**Selected text:**
Parentheses change O(n) algorithm

Question

If I have a n length string of open ( and close ) parentheses and I have to count the number of time I change the close ) parentheses to open ( every time when I have more close parentheses than the open one at the current moment while traversing from left to right in every substring of that string.

For eg : n = 3, s = ) ( ) :

all substring of s will be [ ), ) (, ) ( ), (, ( ), ) ]

we will have to count in all substring, like in ) ( ) we have close = 1 and open = 0, close > open hence count++. Now the currently processed string is ( ( ) , and have no more change to do. Similarly, when we do this for all substring count will be 4.

I wrote a brute force code. I'm assuming is there any way to do this using stack or dynamic programming to do in O(n) or something?

My brute force is like : 1. Create every substring of the given string. O(n^2). 2. Iterating through one substring at a time to count the change. O(n) Hence, total complexity is O(n^3)

Answer 1

The O annotation is not taking into account things like your bookkeeping/state variables etc. It is only related to how often the input data has to be processed. If I understood your task right, you just need to loop a single time through every character. Since during that single loop there is no information available to you that tells you something about characters further down the line, you have absolutely no choice than to loop through the entire string a single time. Therefore O(N) is the best possible complexity for this task.

If your "bruteforce code" loops more than once (aka is not O(N)), post it here and people will look.

Answer 2

The problem can be solved in O(n^2) by doing some precomputation. Take two arrays left and right of size n(string length). left[index] will store no of left parentheis from s[0] to s[index], similarly right will store no of right parenthesis. So for your example s = ")()" , left will be [0, 1, 1] and right will be [1, 1, 2]. This precomputation can be done in O(n). Now we need to figure out how many left parenthesis should have been added for each interval (i,j). So for each interval and sum them up. For each interval figure out this value using the precomputed array in O(1). To iterate each interval we need O(n^2). So the overall complexity is O(n^2).

int main(){
    vector<int>prefix_sum_left_parentheisis(1000, 0);
    vector<int>prefix_sum_right_parentheisis(1000, 0);
    string s = ")()";
    int count_left_parenthesis = 0;
    int count_right_parenthesis = 0;

    int index = 0;
    for(auto ch:s) {
        if(ch=='(')
            count_left_parenthesis++;
        else
            count_right_parenthesis++;

        prefix_sum_left_parentheisis[index] = count_left_parenthesis;
        prefix_sum_right_parentheisis[index] = count_right_parenthesis;
        index++;
    }

    auto total = 0;
    for(auto i = 0; i < s.size(); i++) {
        for(auto j = i; j < s.size(); j++) {
            if(i == 0) {
                total += max(0, prefix_sum_right_parentheisis[j] - prefix_sum_left_parentheisis[j]);
            }
            else {
                auto count_left_parenthesis_in_range = prefix_sum_left_parentheisis[j] - prefix_sum_left_parentheisis[i-1];
                auto count_right_parenthesis_in_range = prefix_sum_right_parentheisis[j] - prefix_sum_right_parentheisis[i-1];
                total += max(0,count_right_parenthesis_in_range - count_left_parenthesis_in_range);
            }
        }
    }
    cout << "answer is: " << total;
}

**Data entries:**
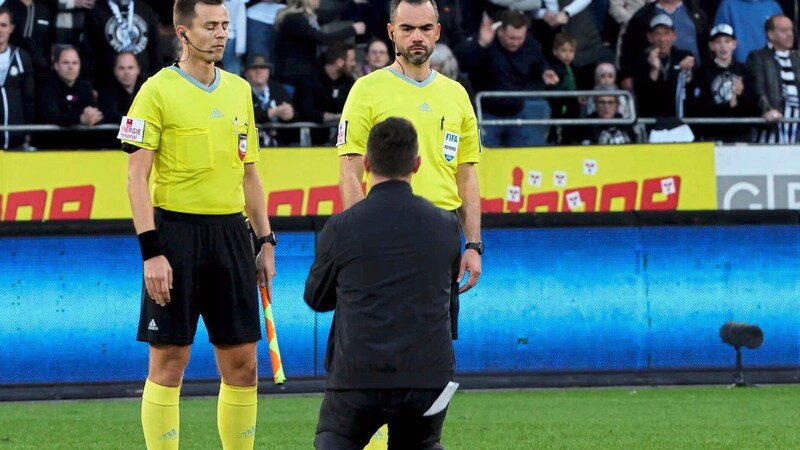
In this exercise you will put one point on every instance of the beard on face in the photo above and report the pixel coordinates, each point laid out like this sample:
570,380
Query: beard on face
417,58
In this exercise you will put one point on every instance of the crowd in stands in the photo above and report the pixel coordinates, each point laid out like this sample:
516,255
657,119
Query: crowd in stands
81,62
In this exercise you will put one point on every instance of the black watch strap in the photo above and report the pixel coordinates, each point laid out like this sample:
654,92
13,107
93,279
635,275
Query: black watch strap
269,239
477,246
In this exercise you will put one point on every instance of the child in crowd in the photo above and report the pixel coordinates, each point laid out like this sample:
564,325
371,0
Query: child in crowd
719,88
564,46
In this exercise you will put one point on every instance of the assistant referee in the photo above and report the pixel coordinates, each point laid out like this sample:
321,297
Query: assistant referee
192,125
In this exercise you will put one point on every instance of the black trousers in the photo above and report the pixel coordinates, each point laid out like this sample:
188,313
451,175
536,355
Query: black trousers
349,418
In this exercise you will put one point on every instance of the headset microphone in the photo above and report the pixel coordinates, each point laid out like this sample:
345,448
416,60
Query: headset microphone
183,33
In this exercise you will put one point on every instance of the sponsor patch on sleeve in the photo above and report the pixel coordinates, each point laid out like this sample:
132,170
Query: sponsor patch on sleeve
131,129
341,135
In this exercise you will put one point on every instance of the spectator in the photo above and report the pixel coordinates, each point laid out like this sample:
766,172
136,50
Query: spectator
508,60
376,56
607,108
261,34
236,46
747,17
70,101
70,20
271,101
720,87
576,19
16,84
772,81
35,34
116,26
605,76
565,107
296,60
115,100
663,72
622,11
689,25
322,100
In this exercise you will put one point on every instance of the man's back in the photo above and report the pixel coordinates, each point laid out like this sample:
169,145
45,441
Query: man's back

**Tasks to complete:**
- A) In the parentheses thread, what total complexity does the asker give for the brute force approach?
- B) Please extract everything in the parentheses thread from "Parentheses change O(n)" down to "O(n) or something?".
The material comes from a separate source unrelated to the parentheses thread.

**The results:**
- A) O(n^3)

- B)
Parentheses change O(n) algorithm

Question

If I have a n length string of open ( and close ) parentheses and I have to count the number of time I change the close ) parentheses to open ( every time when I have more close parentheses than the open one at the current moment while traversing from left to right in every substring of that string.

For eg : n = 3, s = ) ( ) :

all substring of s will be [ ), ) (, ) ( ), (, ( ), ) ]

we will have to count in all substring, like in ) ( ) we have close = 1 and open = 0, close > open hence count++. Now the currently processed string is ( ( ) , and have no more change to do. Similarly, when we do this for all substring count will be 4.

I wrote a brute force code. I'm assuming is there any way to do this using stack or dynamic programming to do in O(n) or something?